What you have to do => Below are records to return verbatim; the pictures are to be dropped.

[Point localization data]
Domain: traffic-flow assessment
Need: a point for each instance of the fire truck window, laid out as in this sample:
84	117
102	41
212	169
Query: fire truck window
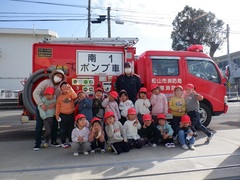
203	69
165	67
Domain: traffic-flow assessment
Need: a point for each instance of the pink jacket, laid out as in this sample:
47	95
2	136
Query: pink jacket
159	104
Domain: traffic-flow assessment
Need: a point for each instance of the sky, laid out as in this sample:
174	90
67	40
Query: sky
150	21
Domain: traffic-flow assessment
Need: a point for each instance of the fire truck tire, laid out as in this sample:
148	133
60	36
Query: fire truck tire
28	89
205	114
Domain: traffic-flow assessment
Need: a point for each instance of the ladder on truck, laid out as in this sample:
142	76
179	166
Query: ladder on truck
94	41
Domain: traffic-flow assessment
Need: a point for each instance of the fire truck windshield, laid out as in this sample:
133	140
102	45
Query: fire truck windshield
203	69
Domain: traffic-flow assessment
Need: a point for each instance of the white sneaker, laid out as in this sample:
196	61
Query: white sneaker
85	153
185	147
191	147
75	154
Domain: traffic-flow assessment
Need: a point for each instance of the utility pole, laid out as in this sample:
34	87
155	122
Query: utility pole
229	57
109	22
89	18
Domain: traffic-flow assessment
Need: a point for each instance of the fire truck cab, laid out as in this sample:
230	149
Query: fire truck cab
88	63
171	68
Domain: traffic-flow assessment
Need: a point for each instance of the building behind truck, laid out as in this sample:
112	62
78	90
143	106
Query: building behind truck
90	63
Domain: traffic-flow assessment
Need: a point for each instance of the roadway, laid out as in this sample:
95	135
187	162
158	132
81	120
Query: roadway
220	159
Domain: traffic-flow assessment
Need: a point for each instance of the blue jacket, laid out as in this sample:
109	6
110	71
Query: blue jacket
85	107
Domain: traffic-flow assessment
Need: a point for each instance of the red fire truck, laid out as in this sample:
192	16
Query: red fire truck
96	62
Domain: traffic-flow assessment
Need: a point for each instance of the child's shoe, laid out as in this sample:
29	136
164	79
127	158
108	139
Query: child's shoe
172	145
185	147
153	145
210	137
114	149
55	144
64	145
36	148
168	145
75	154
45	145
191	146
85	153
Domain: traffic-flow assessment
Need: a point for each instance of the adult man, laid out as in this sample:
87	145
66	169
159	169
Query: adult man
129	82
55	78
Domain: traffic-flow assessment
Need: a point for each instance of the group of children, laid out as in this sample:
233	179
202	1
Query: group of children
120	124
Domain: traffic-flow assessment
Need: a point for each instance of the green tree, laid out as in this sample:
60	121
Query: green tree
193	26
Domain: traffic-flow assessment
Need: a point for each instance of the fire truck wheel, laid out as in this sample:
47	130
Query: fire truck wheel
28	89
205	114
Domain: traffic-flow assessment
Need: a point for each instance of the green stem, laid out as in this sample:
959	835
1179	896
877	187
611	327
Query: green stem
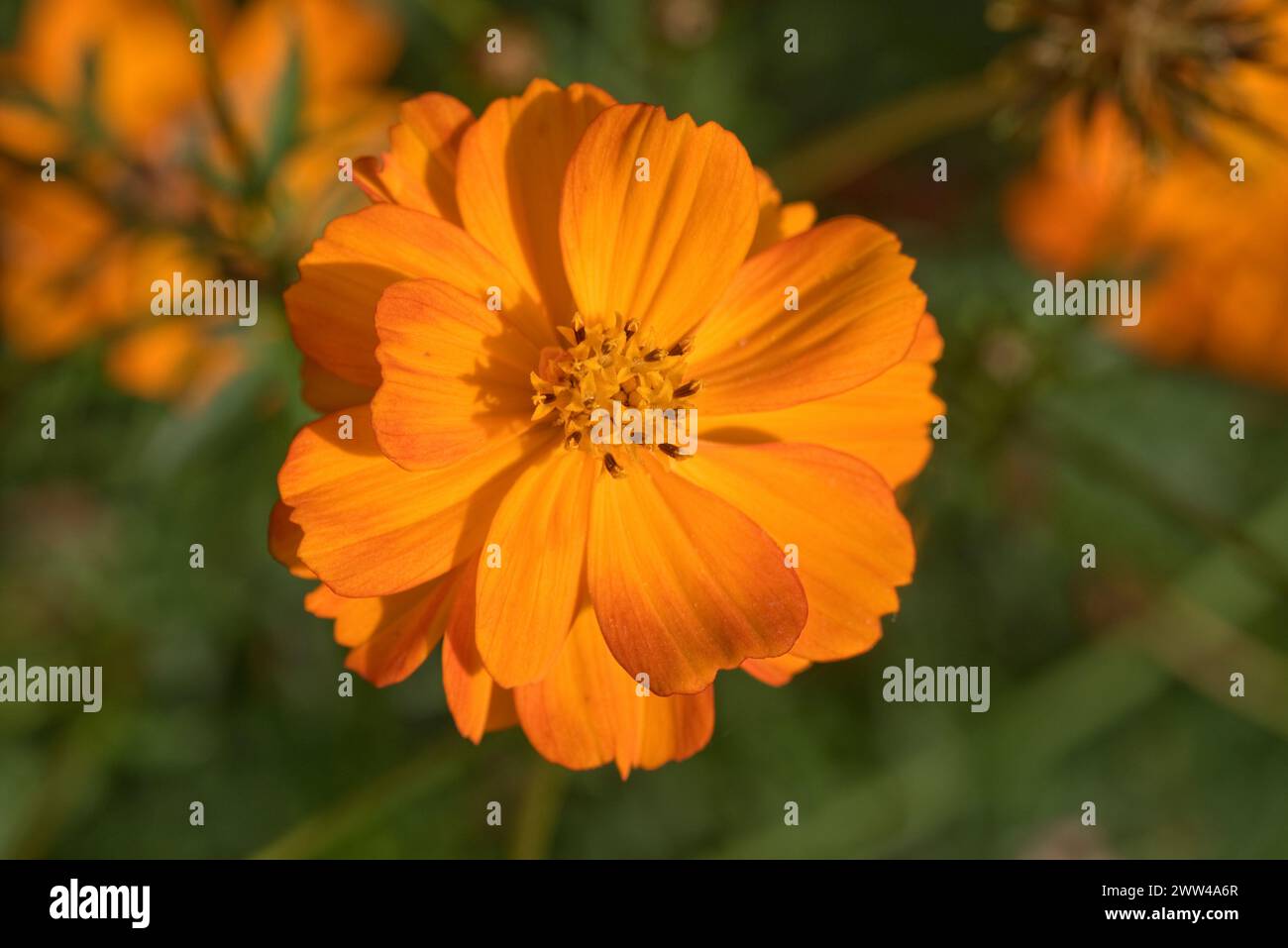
539	815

Expected output =>
Domain: traffic-flow assessment
Need: a point for each instance of the fire truck window, laid out as in this sample:
84	117
102	41
212	169
Query: fire truck window
203	69
165	67
Domain: traffic-flow assessment
Need: a point for each instance of the pink jacket, laid out as in this sample:
47	95
2	136
Query: pink jacket
159	104
Domain: traffic-flow assessment
Need: a point for each instance of the sky, laid out as in this sample:
174	90
67	40
Query: sky
150	21
Domain: traffic-flow assessment
Need: a point for each instance of the fire truck tire, laid out as in this sample:
148	133
60	36
Query: fire truck tire
28	89
205	114
Domain: traffic-flow assessment
Need: a point for each instance of the ladder on truck, laid out as in this sample:
142	76
179	166
Query: ladder on truck
94	41
Domain: traffic-flow assessment
Need: a point for each instance of the fire truck windshield, laid out as in this sample:
133	140
102	45
Query: fire truck windshield
203	69
Domain: traffic-flow assessment
Need: a point for each instance of the white sneaker, laid out as in this sample:
196	61
Query: white sneaker
85	153
185	147
191	147
75	154
Domain: traffic-flow assessment
Need: a point for each instance of the utility pole, laid out as in this sample:
34	87
155	122
Query: utility pole
229	57
109	22
89	18
Domain: traffic-flow assessment
Need: a point for each instance of the fire truck cab, laid out as in this sample:
230	149
Query: fire truck cab
88	63
171	68
Domain: traffic-flow assessment
Need: a point for each instance of the building behind truck, laid out as in this sample:
112	62
78	90
143	106
Query: building behind truck
90	63
Domain: traffic-flow assessment
Need: a point for each instance of the roadway, laid out as in this sample:
95	135
187	162
158	132
81	120
Query: roadway
220	159
Domain: traffic-flow assessment
Need: a point for each instance of the blue jacket, laid out as in this sample:
109	6
110	71
Query: blue jacket
85	107
Domain: traffic-flow assessment
Need: a point for each instance of the red fire truck, laid out as in this sample:
192	16
Query: red fire truck
96	62
Domain: traffic-flow assessment
Need: a point for each instance of the child's shoe, laid out as in this sample:
29	136
164	79
127	158
108	139
Query: child's shoe
172	145
185	147
153	145
210	137
114	149
55	144
64	145
36	148
168	145
75	154
45	145
191	146
85	153
Domain: traffic-flow assessment
Need: a point for each instance of the adult man, laid out as in this sample:
87	145
66	169
159	169
Query: adult man
129	82
55	78
Domain: traffic-flow assessment
Need: a point for each instance of the group of children, laid out as in this sample:
233	179
202	1
Query: group of children
120	124
Domain: traffic-flow assessment
Need: a point for each instance of the green tree, laid out as in this sample:
60	121
Query: green tree
193	26
Domain: traffic-flow assessment
Need: a point for each instance of the fire truck wheel, laid out as in this sample:
47	130
Query: fire truck wheel
28	89
205	114
Domain: traffic-flow assessment
Need: a point for each instance of the green stem, laid out as in this sample:
959	835
1179	896
877	187
611	327
Query: green stem
539	815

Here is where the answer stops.